PROBLEM> Copy out every one of the entries below word for word.

BEGIN EXTRACTED MATERIAL

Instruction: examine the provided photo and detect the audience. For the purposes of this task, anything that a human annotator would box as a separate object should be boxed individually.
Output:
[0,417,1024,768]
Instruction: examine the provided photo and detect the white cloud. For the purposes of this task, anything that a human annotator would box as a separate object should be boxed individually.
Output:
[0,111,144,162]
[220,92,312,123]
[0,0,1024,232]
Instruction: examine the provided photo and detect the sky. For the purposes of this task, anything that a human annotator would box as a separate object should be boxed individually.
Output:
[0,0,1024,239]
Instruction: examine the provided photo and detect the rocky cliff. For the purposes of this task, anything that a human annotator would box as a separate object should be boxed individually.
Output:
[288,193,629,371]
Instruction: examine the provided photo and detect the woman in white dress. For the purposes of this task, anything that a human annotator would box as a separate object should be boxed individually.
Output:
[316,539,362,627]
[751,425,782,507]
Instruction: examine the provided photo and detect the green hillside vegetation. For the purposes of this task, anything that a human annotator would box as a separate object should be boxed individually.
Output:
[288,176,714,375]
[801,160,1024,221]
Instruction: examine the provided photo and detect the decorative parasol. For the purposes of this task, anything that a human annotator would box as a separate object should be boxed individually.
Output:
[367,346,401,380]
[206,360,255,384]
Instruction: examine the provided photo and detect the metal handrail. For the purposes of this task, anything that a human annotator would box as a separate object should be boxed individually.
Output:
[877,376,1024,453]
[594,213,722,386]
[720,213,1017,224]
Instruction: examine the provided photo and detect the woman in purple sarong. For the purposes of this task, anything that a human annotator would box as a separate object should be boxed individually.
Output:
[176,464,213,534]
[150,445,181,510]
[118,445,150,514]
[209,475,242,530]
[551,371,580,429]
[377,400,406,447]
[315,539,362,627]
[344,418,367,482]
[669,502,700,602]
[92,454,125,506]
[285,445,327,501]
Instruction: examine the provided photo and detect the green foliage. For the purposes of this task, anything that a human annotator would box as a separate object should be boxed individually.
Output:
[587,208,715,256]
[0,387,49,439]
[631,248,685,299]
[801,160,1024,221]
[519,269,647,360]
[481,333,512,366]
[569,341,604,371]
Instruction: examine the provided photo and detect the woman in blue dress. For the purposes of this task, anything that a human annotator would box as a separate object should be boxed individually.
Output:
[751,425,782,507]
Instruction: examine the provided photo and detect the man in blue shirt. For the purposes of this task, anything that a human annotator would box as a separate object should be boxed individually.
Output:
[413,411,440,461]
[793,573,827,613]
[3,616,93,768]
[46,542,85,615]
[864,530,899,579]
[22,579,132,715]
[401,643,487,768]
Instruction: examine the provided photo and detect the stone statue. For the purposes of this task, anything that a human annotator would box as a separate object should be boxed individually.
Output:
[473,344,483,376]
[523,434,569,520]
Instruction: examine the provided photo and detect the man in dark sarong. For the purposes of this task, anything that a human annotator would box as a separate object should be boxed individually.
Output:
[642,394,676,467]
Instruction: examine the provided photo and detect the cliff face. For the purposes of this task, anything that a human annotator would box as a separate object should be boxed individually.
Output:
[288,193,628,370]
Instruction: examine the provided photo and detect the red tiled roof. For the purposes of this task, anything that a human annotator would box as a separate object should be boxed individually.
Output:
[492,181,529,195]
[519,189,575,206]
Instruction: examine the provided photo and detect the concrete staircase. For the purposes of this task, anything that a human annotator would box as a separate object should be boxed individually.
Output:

END EXTRACTED MATERIAL

EXERCISE RESPONSE>
Instruction: examine the provided photo and detect the audience. For the purposes of this task, anything that a human annotator would box as a separate object should be boxed individually.
Output:
[0,417,1024,768]
Instruction: examine the provided photo and detect the white cloud. For the purposes of this task, anything that a human annotator would box as a separate object should be boxed individually.
Output:
[0,111,144,162]
[220,92,312,123]
[0,0,1024,232]
Instruction: examine the provided photo and detect the sky. For the purposes of this task, anything that a human annotator would box as a separate object should be boxed individually.
Output:
[0,0,1024,239]
Instruction: examine the provided photo and detect the rocky cliff. For the purposes of this task, anything that a human annotator would box as a separate object should be boxed individually.
Output:
[288,193,629,371]
Instruction: examine the provided photo and detect the woman in white dress. For the purposes of this task, anything that a human annotator would box as a separate object should be boxed individually.
Output:
[316,539,362,627]
[751,425,782,507]
Instruction: examine the provided photo and detect the green hillside vegetation. For the purposes of this task, anything that a human annotator would box as a separate object should be boxed individually.
Output:
[288,176,714,375]
[801,160,1024,221]
Instruction: examine the provided photo and detect the decorative parasol. For the purposes of this task, anything that a human annotator would box as a separate object should be boxed individually.
Output:
[367,346,401,380]
[206,360,255,384]
Instruction: examine the provided photo and detect the metal handrail. For the purposes of this task, anything that a human annotator would box as a separate object should be boxed individually.
Output:
[877,376,1024,453]
[594,213,722,386]
[720,213,1017,224]
Instruction: examine the provided photo and detect the woman in purple sarong. For the purposes of this task, anything that a human annotator would box as a separate object should be boxed individually.
Output:
[176,464,213,534]
[150,445,181,510]
[118,445,150,514]
[209,475,242,530]
[551,371,580,429]
[377,400,406,447]
[315,539,362,627]
[344,418,367,482]
[669,502,700,602]
[92,454,125,506]
[285,445,327,501]
Instruction: examine the provided photo and detect the green foliage. For the purposes of this task, anything that a human annotator would box as a separate object should be boxed individually.
Output:
[587,208,715,256]
[0,387,49,439]
[631,248,685,299]
[801,160,1024,221]
[519,269,647,360]
[481,333,512,366]
[569,341,604,371]
Instruction: examine the provided photo and detect the woman in blue dress. For the purposes of this task, anything that a human annotator would box as a separate object should be boxed individually.
Output:
[751,425,782,507]
Instruction: examine the provided photo and detect the man in blue shirt. For the purposes of this task, anything that a human annotator would box as a separate object should be boxed individually.
Output:
[413,411,440,461]
[793,573,827,613]
[3,616,93,768]
[46,542,85,615]
[864,530,899,579]
[22,579,132,715]
[401,643,487,768]
Instruction: examine the provided photo and detect the stone statue. For the purposes of this task, anything that a human annotator would box as a separate object should be boxed individually.
Output:
[473,344,483,376]
[523,434,569,520]
Instruction: examine the provided photo and detect the man in dark sarong. For the purposes of this task, anything that a human annotator would box as a separate object should be boxed individually.
Output:
[642,394,676,467]
Instruction: examine the provided photo and detect the cliff face. For the purposes of this task, anything that a human annotator would box as a separate object should be boxed individually.
Output:
[288,193,628,370]
Instruction: examine the provided photo and detect the red tiled roof. For the purposes of this task, anything that a human annotator would box as a separate object should be boxed individually.
Output:
[492,181,529,195]
[519,189,575,206]
Instruction: examine the provided photo and detect the concrete staircase. For the purposes of this task, anything that a human annotator would box as a separate object should be boxed individually.
Output:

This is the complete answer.